**Referring expression pointing data**
____

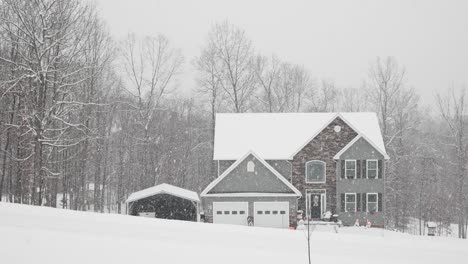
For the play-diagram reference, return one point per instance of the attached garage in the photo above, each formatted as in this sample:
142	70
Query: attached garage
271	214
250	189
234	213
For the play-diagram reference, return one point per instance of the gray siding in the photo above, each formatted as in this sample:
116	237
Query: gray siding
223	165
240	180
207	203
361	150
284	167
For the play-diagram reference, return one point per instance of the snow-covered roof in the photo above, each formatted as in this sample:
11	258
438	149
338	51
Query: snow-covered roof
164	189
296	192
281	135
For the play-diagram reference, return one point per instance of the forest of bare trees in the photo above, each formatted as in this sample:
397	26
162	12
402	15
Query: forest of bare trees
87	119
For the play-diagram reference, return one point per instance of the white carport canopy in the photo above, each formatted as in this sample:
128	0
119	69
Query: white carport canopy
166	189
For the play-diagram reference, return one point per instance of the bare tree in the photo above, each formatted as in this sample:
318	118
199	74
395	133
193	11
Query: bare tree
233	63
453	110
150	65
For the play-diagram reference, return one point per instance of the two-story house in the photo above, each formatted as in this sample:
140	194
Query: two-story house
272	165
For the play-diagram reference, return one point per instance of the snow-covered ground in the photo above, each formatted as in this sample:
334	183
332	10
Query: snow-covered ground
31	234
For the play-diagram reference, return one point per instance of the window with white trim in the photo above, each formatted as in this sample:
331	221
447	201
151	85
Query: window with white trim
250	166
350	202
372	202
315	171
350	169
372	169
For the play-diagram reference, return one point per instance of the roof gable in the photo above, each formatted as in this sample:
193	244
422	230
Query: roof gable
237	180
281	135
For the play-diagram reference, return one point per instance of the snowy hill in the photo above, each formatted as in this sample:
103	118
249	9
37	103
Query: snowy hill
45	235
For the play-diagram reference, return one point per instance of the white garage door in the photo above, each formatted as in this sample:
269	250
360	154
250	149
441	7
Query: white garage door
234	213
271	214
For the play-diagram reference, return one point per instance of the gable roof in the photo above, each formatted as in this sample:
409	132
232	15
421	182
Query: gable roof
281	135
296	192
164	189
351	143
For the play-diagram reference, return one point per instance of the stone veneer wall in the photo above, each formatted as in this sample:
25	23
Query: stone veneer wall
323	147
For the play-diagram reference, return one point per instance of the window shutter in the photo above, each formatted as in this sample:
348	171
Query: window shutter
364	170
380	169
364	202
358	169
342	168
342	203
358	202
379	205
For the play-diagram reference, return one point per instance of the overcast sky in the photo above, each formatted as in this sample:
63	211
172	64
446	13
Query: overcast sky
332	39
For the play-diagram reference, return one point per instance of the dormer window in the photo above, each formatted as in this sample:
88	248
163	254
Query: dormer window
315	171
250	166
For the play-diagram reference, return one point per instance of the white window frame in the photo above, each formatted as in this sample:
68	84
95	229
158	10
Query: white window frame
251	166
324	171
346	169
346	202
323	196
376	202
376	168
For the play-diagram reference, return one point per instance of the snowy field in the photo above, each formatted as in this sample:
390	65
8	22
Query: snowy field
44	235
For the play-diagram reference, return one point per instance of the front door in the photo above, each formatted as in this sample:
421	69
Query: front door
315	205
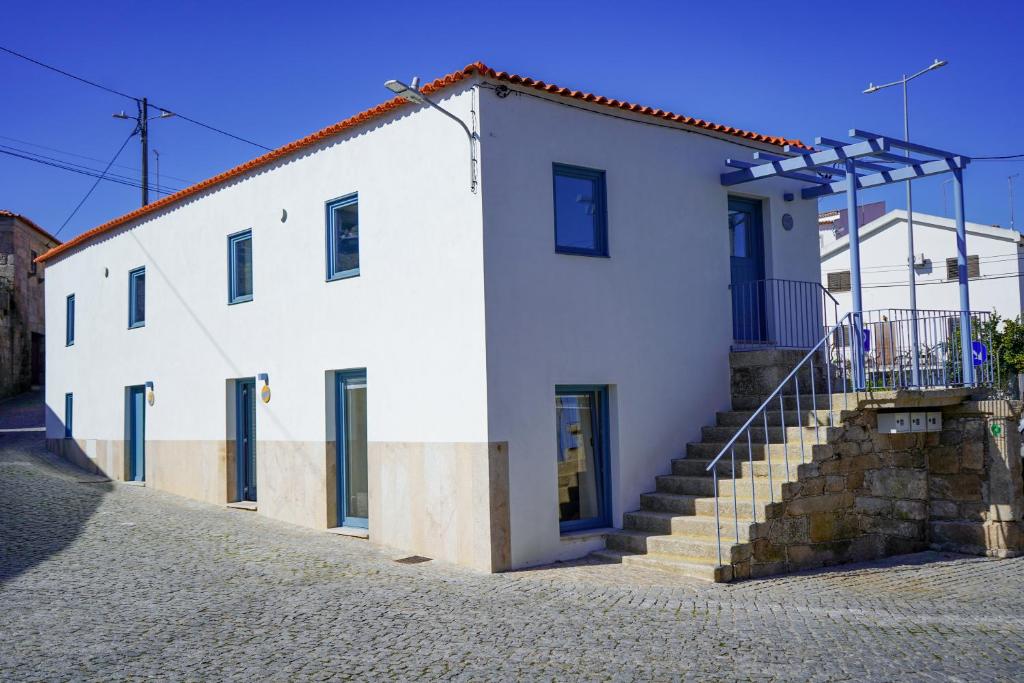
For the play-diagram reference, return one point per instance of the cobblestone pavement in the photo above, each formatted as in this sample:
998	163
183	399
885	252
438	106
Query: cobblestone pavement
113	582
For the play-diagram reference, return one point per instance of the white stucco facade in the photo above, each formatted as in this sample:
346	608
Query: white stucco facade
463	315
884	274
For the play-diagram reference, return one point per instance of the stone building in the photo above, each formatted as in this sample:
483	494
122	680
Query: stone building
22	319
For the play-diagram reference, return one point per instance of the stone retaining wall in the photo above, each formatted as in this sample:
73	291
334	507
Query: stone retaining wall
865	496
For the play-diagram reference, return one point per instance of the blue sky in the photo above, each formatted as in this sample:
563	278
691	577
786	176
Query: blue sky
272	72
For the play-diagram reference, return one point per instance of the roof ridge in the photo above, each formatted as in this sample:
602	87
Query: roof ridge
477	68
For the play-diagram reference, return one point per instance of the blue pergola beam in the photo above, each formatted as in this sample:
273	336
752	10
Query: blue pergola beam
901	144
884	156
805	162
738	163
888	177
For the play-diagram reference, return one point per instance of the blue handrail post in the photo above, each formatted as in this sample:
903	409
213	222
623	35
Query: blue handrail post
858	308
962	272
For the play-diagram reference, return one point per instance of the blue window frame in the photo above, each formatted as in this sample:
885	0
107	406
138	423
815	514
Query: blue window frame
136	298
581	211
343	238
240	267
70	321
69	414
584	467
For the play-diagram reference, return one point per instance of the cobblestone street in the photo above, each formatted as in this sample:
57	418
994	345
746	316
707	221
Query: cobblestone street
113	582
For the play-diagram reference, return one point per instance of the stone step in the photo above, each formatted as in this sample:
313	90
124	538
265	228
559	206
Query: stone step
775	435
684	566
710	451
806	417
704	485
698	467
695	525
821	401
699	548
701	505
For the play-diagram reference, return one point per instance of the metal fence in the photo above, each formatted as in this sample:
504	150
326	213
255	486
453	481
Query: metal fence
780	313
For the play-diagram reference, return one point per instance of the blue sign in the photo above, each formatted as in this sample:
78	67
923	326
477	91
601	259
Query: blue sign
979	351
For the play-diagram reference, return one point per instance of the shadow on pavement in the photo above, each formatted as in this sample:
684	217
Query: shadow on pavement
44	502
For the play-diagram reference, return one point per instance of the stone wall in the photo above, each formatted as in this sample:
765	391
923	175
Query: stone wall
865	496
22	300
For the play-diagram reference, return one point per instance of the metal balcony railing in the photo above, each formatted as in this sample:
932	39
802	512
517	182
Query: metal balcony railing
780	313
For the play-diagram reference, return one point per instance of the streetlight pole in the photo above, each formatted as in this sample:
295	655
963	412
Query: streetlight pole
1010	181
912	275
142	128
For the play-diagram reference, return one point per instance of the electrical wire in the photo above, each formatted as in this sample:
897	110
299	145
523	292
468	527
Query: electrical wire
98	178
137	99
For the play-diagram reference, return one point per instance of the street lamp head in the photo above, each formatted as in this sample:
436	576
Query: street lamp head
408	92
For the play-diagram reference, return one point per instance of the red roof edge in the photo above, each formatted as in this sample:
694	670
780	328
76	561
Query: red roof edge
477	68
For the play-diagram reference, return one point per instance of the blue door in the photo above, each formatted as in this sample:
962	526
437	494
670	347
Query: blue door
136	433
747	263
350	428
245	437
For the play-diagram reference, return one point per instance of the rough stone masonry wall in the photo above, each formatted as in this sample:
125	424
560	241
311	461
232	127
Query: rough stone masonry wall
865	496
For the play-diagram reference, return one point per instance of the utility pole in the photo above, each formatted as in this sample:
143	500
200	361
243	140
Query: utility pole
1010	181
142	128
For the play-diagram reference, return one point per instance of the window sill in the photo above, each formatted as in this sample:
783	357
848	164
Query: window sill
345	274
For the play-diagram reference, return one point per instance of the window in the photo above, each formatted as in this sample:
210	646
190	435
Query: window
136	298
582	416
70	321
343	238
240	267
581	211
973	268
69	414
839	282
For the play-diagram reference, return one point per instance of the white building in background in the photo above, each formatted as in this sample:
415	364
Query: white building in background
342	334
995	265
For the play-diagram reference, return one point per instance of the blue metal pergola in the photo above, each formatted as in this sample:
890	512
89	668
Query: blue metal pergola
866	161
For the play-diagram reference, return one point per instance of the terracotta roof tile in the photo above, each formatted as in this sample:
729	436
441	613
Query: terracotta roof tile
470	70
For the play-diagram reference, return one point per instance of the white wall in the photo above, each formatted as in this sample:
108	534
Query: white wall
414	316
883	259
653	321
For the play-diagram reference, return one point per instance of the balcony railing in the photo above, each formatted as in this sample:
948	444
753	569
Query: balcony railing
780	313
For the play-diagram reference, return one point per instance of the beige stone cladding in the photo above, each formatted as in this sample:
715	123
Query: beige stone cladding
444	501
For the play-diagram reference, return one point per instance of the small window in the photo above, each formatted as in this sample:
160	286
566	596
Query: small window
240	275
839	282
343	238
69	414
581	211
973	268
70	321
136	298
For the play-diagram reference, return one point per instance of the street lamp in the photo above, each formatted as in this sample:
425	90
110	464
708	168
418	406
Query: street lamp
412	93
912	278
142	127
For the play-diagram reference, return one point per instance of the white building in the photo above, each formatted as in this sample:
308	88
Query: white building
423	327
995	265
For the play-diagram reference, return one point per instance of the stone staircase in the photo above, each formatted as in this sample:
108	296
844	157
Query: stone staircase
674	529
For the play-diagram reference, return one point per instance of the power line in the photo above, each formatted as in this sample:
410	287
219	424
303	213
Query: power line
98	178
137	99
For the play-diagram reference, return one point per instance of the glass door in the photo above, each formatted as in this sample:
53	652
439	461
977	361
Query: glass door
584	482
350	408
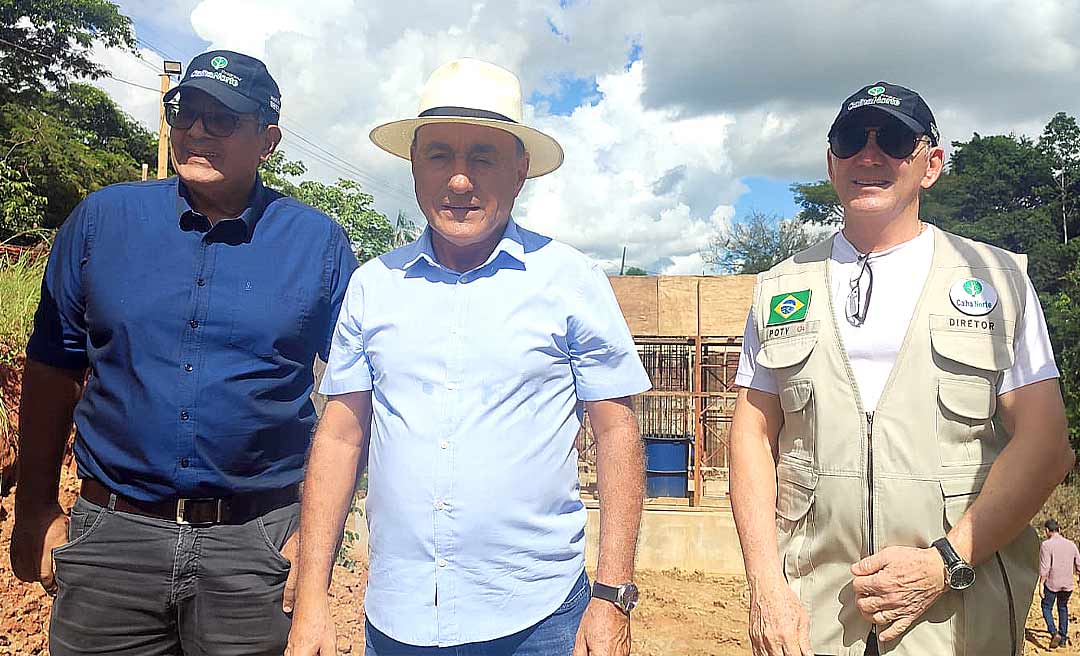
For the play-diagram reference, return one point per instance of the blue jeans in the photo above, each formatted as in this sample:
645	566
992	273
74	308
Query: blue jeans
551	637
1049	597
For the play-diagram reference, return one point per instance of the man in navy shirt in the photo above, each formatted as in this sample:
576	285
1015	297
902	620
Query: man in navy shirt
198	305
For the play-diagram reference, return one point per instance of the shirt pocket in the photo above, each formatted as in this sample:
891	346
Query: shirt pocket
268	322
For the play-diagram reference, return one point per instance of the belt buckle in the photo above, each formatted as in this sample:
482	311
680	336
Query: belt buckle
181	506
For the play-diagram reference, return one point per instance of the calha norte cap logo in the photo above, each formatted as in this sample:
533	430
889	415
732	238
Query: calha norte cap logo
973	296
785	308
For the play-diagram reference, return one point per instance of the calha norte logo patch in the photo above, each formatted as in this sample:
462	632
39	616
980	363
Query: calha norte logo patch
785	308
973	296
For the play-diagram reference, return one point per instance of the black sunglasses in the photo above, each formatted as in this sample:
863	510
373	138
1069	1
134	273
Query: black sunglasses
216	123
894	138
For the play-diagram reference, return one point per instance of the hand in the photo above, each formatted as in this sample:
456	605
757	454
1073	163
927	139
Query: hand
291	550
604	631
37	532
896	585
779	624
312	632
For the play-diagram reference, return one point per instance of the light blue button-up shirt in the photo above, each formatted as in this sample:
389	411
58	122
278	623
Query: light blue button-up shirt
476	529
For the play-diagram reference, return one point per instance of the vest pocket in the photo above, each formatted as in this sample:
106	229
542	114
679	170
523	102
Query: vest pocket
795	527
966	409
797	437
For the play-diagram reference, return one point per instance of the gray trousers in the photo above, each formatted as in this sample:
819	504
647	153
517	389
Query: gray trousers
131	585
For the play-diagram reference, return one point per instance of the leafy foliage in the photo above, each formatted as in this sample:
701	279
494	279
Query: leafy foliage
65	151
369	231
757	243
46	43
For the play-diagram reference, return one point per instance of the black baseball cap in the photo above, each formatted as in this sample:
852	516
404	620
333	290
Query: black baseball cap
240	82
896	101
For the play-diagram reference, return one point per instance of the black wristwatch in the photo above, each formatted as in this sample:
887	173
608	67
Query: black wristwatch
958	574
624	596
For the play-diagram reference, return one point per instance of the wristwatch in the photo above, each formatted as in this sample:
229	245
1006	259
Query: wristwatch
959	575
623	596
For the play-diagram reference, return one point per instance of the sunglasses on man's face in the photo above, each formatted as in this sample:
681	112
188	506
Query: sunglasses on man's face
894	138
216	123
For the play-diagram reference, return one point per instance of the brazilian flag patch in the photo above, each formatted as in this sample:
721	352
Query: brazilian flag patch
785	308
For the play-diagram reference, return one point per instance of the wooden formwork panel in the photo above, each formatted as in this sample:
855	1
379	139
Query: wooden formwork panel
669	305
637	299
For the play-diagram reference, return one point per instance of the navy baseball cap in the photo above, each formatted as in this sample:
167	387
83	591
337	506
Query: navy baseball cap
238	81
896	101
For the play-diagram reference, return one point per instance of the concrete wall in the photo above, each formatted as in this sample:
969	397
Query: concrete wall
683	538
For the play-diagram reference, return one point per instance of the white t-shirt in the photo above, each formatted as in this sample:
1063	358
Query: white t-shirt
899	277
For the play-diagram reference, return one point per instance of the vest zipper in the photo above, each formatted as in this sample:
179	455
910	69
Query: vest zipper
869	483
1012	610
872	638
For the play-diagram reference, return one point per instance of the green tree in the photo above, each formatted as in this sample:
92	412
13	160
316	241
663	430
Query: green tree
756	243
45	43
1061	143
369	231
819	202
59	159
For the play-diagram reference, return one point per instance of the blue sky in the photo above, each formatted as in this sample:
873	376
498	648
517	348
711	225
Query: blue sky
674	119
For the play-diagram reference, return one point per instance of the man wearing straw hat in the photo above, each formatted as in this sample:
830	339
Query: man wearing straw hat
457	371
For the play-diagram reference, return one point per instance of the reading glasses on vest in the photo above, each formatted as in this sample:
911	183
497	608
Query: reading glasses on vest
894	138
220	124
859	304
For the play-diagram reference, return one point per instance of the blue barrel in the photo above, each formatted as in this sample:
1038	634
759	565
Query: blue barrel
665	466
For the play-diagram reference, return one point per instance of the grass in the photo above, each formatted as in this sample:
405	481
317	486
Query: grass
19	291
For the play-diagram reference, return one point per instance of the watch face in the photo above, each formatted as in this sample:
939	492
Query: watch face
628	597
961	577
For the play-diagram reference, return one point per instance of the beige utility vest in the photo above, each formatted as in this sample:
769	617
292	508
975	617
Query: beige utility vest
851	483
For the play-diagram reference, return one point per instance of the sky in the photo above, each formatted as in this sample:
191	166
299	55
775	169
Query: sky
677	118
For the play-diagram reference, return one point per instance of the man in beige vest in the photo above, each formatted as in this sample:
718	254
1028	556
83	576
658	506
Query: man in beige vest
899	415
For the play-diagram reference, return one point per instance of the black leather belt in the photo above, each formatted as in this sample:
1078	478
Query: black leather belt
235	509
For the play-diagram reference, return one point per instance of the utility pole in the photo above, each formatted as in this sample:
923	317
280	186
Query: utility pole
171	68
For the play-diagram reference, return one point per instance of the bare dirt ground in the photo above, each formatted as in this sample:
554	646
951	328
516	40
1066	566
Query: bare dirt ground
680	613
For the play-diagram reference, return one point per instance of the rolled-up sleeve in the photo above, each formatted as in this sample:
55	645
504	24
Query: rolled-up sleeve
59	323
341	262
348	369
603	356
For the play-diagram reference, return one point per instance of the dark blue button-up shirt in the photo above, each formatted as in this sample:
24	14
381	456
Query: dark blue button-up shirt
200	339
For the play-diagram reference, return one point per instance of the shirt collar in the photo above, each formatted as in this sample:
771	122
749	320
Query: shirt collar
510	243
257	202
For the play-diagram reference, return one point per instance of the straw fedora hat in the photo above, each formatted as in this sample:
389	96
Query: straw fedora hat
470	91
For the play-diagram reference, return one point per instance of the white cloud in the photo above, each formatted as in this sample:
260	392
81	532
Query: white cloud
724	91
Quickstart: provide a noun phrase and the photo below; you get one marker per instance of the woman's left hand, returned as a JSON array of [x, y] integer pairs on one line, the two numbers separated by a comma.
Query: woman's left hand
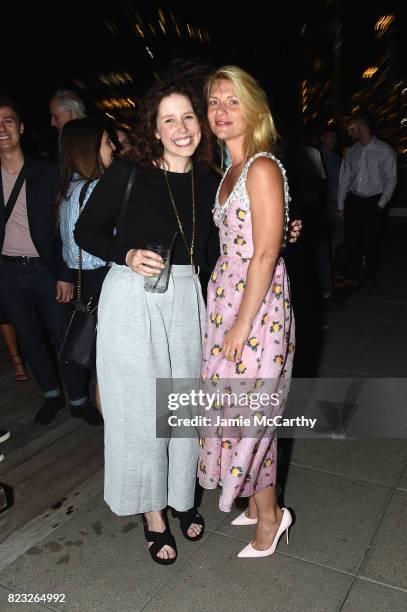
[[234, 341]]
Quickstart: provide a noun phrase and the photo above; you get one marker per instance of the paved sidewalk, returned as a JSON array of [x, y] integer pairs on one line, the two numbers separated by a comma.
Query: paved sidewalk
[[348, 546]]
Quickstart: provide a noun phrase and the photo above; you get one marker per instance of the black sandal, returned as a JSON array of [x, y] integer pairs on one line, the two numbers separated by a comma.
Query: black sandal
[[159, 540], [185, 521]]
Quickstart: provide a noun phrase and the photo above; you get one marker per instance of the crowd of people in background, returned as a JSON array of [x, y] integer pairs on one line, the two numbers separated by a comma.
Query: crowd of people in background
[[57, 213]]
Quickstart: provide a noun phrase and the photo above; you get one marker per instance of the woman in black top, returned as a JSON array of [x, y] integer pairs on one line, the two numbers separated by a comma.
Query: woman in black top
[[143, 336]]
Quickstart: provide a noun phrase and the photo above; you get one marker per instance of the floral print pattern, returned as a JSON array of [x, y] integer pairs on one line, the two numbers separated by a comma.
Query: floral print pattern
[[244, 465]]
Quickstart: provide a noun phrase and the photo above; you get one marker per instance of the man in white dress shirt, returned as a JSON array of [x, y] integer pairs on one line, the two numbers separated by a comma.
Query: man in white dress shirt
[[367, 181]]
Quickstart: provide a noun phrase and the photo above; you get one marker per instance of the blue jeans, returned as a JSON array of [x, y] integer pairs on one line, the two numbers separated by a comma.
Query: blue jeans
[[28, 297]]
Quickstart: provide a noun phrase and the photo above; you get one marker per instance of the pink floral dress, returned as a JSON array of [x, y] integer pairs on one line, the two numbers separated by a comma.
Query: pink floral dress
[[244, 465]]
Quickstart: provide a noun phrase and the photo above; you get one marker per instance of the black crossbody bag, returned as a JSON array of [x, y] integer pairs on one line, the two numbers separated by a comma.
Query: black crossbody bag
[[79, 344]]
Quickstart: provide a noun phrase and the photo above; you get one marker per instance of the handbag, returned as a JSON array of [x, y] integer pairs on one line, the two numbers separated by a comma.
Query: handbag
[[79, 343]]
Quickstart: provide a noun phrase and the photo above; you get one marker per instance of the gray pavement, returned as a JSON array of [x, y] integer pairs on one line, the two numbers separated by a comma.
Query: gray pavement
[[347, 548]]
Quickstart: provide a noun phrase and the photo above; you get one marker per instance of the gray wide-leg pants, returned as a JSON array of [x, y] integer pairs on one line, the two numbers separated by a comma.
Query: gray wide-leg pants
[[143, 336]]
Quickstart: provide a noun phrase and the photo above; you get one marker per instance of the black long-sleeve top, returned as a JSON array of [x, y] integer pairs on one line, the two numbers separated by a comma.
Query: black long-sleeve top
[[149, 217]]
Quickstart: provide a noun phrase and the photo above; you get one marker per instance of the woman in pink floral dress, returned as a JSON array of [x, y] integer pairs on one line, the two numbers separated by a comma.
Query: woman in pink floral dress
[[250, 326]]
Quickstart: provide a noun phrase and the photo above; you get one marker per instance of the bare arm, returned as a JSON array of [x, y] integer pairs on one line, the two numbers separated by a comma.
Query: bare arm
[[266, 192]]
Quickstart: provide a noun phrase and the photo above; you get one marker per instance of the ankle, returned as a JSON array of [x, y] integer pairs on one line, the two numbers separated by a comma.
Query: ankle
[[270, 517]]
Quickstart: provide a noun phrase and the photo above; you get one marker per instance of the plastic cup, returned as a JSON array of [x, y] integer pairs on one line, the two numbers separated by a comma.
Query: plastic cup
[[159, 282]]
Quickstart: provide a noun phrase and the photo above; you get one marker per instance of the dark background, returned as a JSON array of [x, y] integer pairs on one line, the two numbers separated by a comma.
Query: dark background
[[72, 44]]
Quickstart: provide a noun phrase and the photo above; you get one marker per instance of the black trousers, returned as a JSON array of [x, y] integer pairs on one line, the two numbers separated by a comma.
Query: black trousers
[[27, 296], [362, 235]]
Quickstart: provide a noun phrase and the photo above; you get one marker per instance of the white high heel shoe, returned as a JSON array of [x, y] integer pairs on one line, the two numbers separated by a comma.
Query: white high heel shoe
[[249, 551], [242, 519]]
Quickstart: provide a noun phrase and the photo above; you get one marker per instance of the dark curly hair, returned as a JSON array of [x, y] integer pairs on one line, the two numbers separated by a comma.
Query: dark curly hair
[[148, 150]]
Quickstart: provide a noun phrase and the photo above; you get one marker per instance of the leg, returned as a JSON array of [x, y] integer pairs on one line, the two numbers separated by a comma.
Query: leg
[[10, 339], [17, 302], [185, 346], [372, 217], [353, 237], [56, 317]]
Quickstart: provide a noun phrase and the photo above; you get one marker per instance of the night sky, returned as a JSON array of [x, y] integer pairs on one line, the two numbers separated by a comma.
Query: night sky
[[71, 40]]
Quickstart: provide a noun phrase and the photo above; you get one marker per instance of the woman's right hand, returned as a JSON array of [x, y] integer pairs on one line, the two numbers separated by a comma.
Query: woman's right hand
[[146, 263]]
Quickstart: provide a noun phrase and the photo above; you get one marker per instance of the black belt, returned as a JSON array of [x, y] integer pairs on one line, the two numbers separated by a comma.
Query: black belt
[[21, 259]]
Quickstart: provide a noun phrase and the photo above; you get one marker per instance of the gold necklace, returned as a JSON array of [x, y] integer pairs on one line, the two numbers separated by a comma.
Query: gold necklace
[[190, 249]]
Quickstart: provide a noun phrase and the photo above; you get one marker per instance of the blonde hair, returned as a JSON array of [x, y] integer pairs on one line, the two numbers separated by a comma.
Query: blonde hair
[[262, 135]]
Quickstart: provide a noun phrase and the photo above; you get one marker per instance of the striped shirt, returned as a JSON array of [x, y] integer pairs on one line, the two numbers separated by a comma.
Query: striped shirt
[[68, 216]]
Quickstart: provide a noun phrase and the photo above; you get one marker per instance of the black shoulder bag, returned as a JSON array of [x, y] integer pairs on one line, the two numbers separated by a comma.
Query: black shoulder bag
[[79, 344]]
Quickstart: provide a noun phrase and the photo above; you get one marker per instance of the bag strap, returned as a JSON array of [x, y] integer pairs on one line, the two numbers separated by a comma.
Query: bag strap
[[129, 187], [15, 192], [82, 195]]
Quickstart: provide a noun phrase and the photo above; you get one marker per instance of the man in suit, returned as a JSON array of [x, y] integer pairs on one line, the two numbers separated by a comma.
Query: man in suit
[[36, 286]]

____

**TASK ITEM**
The response should consist of the lines above from the first through the one containing "the window with", transcribed exactly, with every picture left out.

**EXPECTED OUTPUT**
For the play-diagram reference, return one point per instance of the attached garage in the photo above, each formatted as in this sample:
142	70
Query: attached garage
271	214
250	189
234	213
For the play-diagram reference, return one point per instance of the gray siding in the photo above, each formatted as in this sample:
116	237
Query: gray siding
223	165
240	180
207	203
361	150
284	167
For the play-diagram reference, return one point per instance of the snow-covered roof in the photo above, each formatted as in this sample:
11	258
438	149
338	51
Query: snow-covered roof
164	189
296	192
281	135
For the play-diagram reference, return one point per instance of the forest of bare trees in the photo above, each formatted as in this sample:
397	26
162	12
402	15
Query: forest of bare trees
87	119
For the play-diagram reference, return one point per instance of the white carport canopy in the photo above, each formatted as in this sample:
128	0
119	69
Query: white carport canopy
166	189
For the play-diagram reference, return one point per instance of the bare tree in the photo above, each formatted as in this sample:
318	118
199	74
395	133
193	11
Query: bare tree
233	63
453	110
150	65
For the play-diagram reference, return one point per instance of the two-story house in the photo above, each formatted as in this sample:
140	194
Query: two-story house
272	165
For the play-diagram reference, return one point per instance of the snow-covered ground in the photo above, each formatted as in this sample:
334	183
332	10
Query: snow-covered ground
31	234
For the play-diagram reference, return one point per instance of the window with white trim in the photo above, each formatted as in this sample:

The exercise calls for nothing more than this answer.